[Point annotation records]
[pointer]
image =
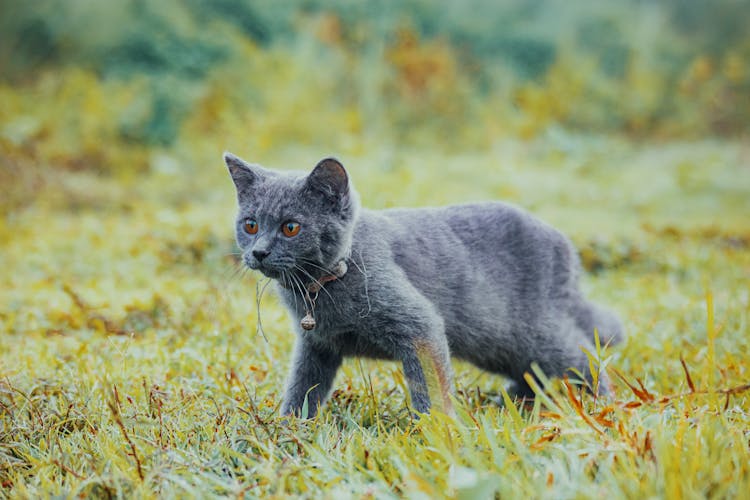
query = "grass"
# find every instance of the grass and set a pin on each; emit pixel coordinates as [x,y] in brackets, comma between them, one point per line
[131,363]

> **Job**
Copy the material above line for line without changing anything, but leave the pictures out.

> **Output**
[pointer]
image =
query = "grass"
# find every instance of the grass and set a pin on each; emit pixel coordinates as [x,y] in brackets, comma between them, one point per line
[131,363]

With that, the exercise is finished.